[Pointing dataset records]
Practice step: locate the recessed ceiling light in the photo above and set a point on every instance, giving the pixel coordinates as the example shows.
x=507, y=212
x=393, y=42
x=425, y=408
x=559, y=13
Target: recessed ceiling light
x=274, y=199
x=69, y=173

### Task brief
Rewrite every line of the records above, requests included, and scale each x and y coordinate in the answers by 1.65, rounding to whole numbers with halves rounded up. Leave all numbers in the requests and their format samples as they are.

### Task result
Practice step: locate the recessed ceiling light in the photo above and set a point on every instance, giving the pixel coordinates as the example shows.
x=507, y=212
x=393, y=42
x=425, y=408
x=559, y=13
Target: recessed ceiling light
x=452, y=328
x=114, y=285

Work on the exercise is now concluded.